- [WHAT IS NEEDED]
Render every line of the items below as a Markdown table with the columns "Row" and "Line", numbering the rows in order and leaving out blank lines.

Location annotation dataset excerpts
_ _ _ _ _

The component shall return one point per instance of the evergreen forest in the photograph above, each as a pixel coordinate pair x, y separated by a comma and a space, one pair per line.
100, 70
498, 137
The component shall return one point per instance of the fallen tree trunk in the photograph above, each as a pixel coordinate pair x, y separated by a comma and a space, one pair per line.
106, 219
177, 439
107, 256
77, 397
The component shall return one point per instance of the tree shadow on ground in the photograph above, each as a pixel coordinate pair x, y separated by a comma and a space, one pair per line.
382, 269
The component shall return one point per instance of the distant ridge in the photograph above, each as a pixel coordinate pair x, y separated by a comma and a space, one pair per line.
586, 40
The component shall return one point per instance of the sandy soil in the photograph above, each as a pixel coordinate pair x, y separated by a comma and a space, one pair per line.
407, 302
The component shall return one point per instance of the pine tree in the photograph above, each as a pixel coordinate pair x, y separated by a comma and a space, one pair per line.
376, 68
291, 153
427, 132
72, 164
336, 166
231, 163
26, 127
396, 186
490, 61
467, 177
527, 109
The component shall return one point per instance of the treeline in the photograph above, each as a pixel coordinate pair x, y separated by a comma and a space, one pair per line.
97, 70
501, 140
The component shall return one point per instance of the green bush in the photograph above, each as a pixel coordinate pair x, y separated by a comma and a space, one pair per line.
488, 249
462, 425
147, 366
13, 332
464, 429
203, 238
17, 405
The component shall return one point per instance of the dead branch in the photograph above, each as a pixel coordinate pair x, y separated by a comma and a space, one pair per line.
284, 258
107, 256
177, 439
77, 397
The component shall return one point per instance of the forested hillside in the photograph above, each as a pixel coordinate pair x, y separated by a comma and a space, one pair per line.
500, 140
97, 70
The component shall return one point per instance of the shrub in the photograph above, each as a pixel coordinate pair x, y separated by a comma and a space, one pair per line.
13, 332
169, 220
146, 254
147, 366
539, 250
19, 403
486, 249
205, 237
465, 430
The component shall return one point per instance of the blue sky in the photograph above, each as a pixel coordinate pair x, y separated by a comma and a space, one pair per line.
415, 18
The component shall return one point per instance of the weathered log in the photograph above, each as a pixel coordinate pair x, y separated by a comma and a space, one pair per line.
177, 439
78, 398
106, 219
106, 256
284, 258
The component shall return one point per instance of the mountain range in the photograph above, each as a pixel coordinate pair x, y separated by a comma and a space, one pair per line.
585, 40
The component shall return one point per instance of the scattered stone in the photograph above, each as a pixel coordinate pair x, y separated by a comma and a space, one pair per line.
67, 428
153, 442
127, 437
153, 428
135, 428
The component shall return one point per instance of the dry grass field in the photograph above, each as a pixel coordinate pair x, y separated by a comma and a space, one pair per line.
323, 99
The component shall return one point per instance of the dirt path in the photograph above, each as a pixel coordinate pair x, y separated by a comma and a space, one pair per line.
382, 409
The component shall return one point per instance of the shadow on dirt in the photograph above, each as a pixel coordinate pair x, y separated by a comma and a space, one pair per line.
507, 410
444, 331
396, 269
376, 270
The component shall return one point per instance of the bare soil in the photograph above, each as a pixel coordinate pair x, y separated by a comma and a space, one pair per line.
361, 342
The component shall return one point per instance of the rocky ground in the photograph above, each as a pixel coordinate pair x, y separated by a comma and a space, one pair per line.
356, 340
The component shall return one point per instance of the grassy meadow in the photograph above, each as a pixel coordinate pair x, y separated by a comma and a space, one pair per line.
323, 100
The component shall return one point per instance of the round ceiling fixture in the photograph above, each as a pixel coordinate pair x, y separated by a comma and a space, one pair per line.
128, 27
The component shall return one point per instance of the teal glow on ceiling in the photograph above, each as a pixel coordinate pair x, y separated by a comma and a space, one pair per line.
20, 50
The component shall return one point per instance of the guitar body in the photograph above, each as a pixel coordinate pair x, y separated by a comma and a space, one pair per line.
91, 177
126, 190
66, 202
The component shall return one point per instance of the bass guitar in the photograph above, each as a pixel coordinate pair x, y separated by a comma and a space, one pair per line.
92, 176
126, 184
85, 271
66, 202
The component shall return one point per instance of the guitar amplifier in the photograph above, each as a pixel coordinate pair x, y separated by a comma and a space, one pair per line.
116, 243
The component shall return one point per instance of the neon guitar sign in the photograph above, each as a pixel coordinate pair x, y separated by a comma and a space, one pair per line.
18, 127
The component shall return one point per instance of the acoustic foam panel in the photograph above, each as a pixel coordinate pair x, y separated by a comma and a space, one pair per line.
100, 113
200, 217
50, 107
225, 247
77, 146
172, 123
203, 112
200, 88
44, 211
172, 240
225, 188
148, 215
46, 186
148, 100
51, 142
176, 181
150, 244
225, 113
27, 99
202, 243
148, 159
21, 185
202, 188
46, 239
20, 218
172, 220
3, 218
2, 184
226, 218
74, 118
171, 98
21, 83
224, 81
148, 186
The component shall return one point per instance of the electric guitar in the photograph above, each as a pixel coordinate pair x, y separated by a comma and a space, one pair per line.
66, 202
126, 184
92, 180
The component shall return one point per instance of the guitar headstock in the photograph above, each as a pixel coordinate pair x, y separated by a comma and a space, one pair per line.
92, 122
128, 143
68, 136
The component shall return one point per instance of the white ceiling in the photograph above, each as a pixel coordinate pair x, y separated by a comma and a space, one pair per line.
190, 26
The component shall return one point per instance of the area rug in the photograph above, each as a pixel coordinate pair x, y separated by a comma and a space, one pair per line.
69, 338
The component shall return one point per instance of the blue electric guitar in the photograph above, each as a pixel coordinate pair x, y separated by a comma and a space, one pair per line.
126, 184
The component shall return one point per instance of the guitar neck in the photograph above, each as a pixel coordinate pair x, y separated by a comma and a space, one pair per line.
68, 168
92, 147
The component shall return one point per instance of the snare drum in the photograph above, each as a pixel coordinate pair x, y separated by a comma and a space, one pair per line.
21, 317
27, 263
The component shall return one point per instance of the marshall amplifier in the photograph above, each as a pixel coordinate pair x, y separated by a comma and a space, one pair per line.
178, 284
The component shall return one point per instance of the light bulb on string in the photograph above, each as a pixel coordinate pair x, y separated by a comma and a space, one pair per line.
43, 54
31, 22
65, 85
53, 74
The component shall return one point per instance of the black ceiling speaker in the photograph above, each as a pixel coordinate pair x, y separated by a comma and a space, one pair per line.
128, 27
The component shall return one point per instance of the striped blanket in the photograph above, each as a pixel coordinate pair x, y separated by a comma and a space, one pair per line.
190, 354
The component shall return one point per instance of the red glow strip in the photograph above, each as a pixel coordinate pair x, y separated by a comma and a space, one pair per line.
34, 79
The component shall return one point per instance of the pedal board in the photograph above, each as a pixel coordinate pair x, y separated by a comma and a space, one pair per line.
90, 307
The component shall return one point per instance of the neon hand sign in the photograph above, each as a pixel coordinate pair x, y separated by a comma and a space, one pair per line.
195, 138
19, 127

_ _ _ _ _

- [THE COMPLETED TASK]
| Row | Line |
|---|---|
| 1 | The component shall return one point per instance of the evergreen forest in the photograph above, each as a pixel coordinate pair x, y separated by a comma and a space, one pair per line. |
| 2 | 100, 70 |
| 3 | 498, 137 |
| 4 | The component shall return one point per instance of the fallen tree trunk in the photograph above, each as a pixel coordinate pair x, y separated by a comma and a space, one pair per line. |
| 5 | 106, 219 |
| 6 | 177, 439 |
| 7 | 107, 256 |
| 8 | 77, 397 |
| 9 | The component shall return one point per instance of the tree shadow on ground in the photograph above, each as a pixel coordinate pair x, y separated by a comma and a space, one pair per line. |
| 10 | 382, 269 |
| 11 | The component shall return one point per instance of the distant ridge in the photograph above, each as a pixel coordinate pair x, y separated by a comma and a space, one pair per line. |
| 12 | 586, 40 |
| 13 | The component shall return one point per instance of the sandy soil in the photograph above, each as a pixel coordinate pair x, y separated by a comma and a space, one pair per line. |
| 14 | 407, 302 |
| 15 | The component shall return one point per instance of the pine tree in the photograph above, each as a pixel coordinate pair x, y separated by a comma and a space, one pair per line. |
| 16 | 376, 68 |
| 17 | 291, 153 |
| 18 | 427, 132 |
| 19 | 72, 164 |
| 20 | 336, 166 |
| 21 | 231, 163 |
| 22 | 26, 127 |
| 23 | 396, 186 |
| 24 | 490, 61 |
| 25 | 467, 177 |
| 26 | 527, 109 |
| 27 | The component shall return one point per instance of the treeline in the photograph above, each as a pixel coordinate pair x, y separated by a comma and a space, one pair per line. |
| 28 | 97, 70 |
| 29 | 501, 140 |
| 30 | The component shall return one point per instance of the green bush in the photograph above, each as a pixel coordinate pair x, y separated by a comma and a space, one pair per line. |
| 31 | 488, 249 |
| 32 | 462, 425 |
| 33 | 147, 366 |
| 34 | 13, 332 |
| 35 | 464, 429 |
| 36 | 203, 238 |
| 37 | 17, 405 |
| 38 | The component shall return one point per instance of the dead branch in the photograph above, each as a pixel coordinate pair x, y separated by a comma and a space, one pair per line. |
| 39 | 284, 258 |
| 40 | 107, 256 |
| 41 | 177, 439 |
| 42 | 77, 397 |
| 43 | The component shall return one point per instance of the forested hillside in the photograph above, each as a pixel coordinate pair x, y separated by a comma and a space, one pair per line. |
| 44 | 500, 140 |
| 45 | 97, 70 |
| 46 | The component shall return one point per instance of the shrub in the photograph above, each as a pixel coordinate pair x, y separated by a comma and a space, one pair per line. |
| 47 | 13, 332 |
| 48 | 169, 220 |
| 49 | 146, 254 |
| 50 | 147, 366 |
| 51 | 539, 250 |
| 52 | 19, 403 |
| 53 | 486, 249 |
| 54 | 205, 237 |
| 55 | 465, 430 |
| 56 | The component shall return one point per instance of the blue sky in the photograph above, each as a pixel coordinate pair x, y separated by a comma and a space, one pair per line. |
| 57 | 415, 18 |
| 58 | The component shall return one point per instance of the weathered log in the photograph above, each as a pixel coordinate pair x, y separated by a comma and a space, one pair per line. |
| 59 | 177, 439 |
| 60 | 78, 398 |
| 61 | 106, 219 |
| 62 | 106, 256 |
| 63 | 284, 258 |
| 64 | The component shall return one point per instance of the mountain range in the photograph above, each as a pixel coordinate pair x, y separated by a comma and a space, one pair per line. |
| 65 | 585, 40 |
| 66 | The component shall return one point per instance of the scattered stone in the photograph above, each as a pixel coordinate pair x, y separated by a comma and a space, one pair per line. |
| 67 | 67, 428 |
| 68 | 153, 442 |
| 69 | 127, 437 |
| 70 | 153, 428 |
| 71 | 135, 428 |
| 72 | The component shall return one point per instance of the dry grass field in the photograph above, each as a pixel coordinate pair x, y separated by a comma and a space, one pair per line. |
| 73 | 323, 99 |
| 74 | The component shall return one point per instance of the dirt path in the photograph above, each as a pixel coordinate pair x, y separated by a comma and a space, one pair per line. |
| 75 | 382, 409 |
| 76 | The component shall return one point per instance of the shadow on dirt in the photograph above, each as a pixel coordinate pair x, y separated by a comma and a space, one pair per line. |
| 77 | 507, 410 |
| 78 | 444, 331 |
| 79 | 396, 269 |
| 80 | 376, 270 |
| 81 | The component shall return one point per instance of the bare soil in the photograph above, each as a pixel coordinate pair x, y separated by a comma and a space, one pair per line. |
| 82 | 361, 342 |
| 83 | The component shall return one point per instance of the rocky ground in the photograph above, each as a pixel coordinate pair x, y separated by a comma and a space, one pair per line. |
| 84 | 356, 340 |
| 85 | The component shall return one point per instance of the grassy meadow in the photograph above, each as a pixel coordinate pair x, y separated by a comma and a space, one pair per line. |
| 86 | 323, 100 |
| 87 | The component shall return one point per instance of the round ceiling fixture in the photograph above, each as a pixel coordinate pair x, y separated by a comma and a space, one pair per line. |
| 88 | 128, 27 |
| 89 | The component shall return one point per instance of the teal glow on ceiling in the photograph above, each as a pixel coordinate pair x, y separated by a comma and a space, one pair per line. |
| 90 | 20, 50 |
| 91 | The component shall return one point per instance of the guitar body in the photograph above, each as a pixel coordinate pair x, y separated by a comma and a space, one pair per line. |
| 92 | 91, 177 |
| 93 | 126, 190 |
| 94 | 66, 202 |
| 95 | The component shall return one point per instance of the bass guitar in the photograph above, each as a pixel coordinate pair x, y separated by a comma and a space, one pair per line. |
| 96 | 92, 176 |
| 97 | 126, 184 |
| 98 | 85, 271 |
| 99 | 66, 202 |
| 100 | The component shall return one point per instance of the guitar amplifier in the photograph above, each as a pixel coordinate pair x, y separated by a comma and a space, one pair per line. |
| 101 | 116, 243 |
| 102 | The component shall return one point per instance of the neon guitar sign in the photograph above, each as a pixel coordinate pair x, y separated by a comma and a space, one pair per line. |
| 103 | 18, 127 |
| 104 | The component shall return one point per instance of the acoustic foam panel in the photograph above, each as a pixel coordinate pair x, y separated by a comma and a space, one pair per line. |
| 105 | 100, 113 |
| 106 | 200, 217 |
| 107 | 50, 107 |
| 108 | 225, 247 |
| 109 | 77, 146 |
| 110 | 172, 123 |
| 111 | 203, 112 |
| 112 | 200, 88 |
| 113 | 44, 211 |
| 114 | 172, 240 |
| 115 | 225, 188 |
| 116 | 148, 215 |
| 117 | 46, 186 |
| 118 | 148, 100 |
| 119 | 51, 142 |
| 120 | 176, 181 |
| 121 | 150, 244 |
| 122 | 225, 113 |
| 123 | 27, 99 |
| 124 | 202, 243 |
| 125 | 148, 159 |
| 126 | 21, 185 |
| 127 | 202, 188 |
| 128 | 46, 239 |
| 129 | 20, 218 |
| 130 | 172, 220 |
| 131 | 3, 218 |
| 132 | 2, 184 |
| 133 | 226, 218 |
| 134 | 74, 118 |
| 135 | 171, 98 |
| 136 | 21, 83 |
| 137 | 224, 81 |
| 138 | 148, 186 |
| 139 | The component shall return one point per instance of the electric guitar in the photograph above, each as a pixel coordinate pair x, y separated by a comma and a space, one pair per line. |
| 140 | 66, 202 |
| 141 | 126, 184 |
| 142 | 92, 180 |
| 143 | The component shall return one point per instance of the guitar headstock in the photograph above, each as a pixel coordinate pair x, y separated by a comma and a space, one pair per line. |
| 144 | 92, 122 |
| 145 | 128, 143 |
| 146 | 68, 136 |
| 147 | The component shall return one point per instance of the white ceiling in the photograph above, each as a pixel coordinate pair x, y separated by a comma and a space, one pair per line. |
| 148 | 190, 26 |
| 149 | The component shall return one point per instance of the area rug in the photograph above, each as a pixel coordinate pair x, y separated by a comma and a space, one pair per line. |
| 150 | 69, 338 |
| 151 | The component shall return one point per instance of the blue electric guitar in the photograph above, each as a pixel coordinate pair x, y separated by a comma and a space, one pair per line. |
| 152 | 126, 184 |
| 153 | The component shall return one point per instance of the guitar neck in the photograph above, each as a pixel coordinate pair x, y separated by a comma and a space, one pair per line. |
| 154 | 68, 168 |
| 155 | 92, 147 |
| 156 | The component shall return one point per instance of the snare drum in the photograph above, each as a pixel coordinate pair x, y separated by a comma and a space, one pair per line. |
| 157 | 21, 317 |
| 158 | 27, 263 |
| 159 | The component shall return one point per instance of the marshall amplifier in the photograph above, each as a pixel coordinate pair x, y separated by a comma and a space, one pair per line. |
| 160 | 178, 284 |
| 161 | The component shall return one point per instance of the light bulb on string in the photograph above, each as a pixel coordinate pair x, y separated by a comma and a space, one pair per line. |
| 162 | 43, 54 |
| 163 | 31, 22 |
| 164 | 65, 85 |
| 165 | 53, 74 |
| 166 | The component shall return one point per instance of the black ceiling speaker in the photograph above, each as a pixel coordinate pair x, y separated by a comma and a space, one pair per line. |
| 167 | 128, 27 |
| 168 | The component shall return one point per instance of the striped blanket in the photograph above, each as a pixel coordinate pair x, y separated by a comma and a space, one pair per line. |
| 169 | 190, 354 |
| 170 | The component shall return one point per instance of the red glow strip in the photograph above, each as a pixel coordinate pair x, y separated by a comma and a space, one pair per line. |
| 171 | 34, 79 |
| 172 | The component shall return one point per instance of the pedal board in the photograph above, each as a pixel coordinate pair x, y separated by a comma and a space, one pair per line. |
| 173 | 90, 307 |
| 174 | The component shall return one point per instance of the neon hand sign in the photograph above, each as a pixel coordinate pair x, y separated by a comma and a space, one pair per line. |
| 175 | 195, 138 |
| 176 | 19, 127 |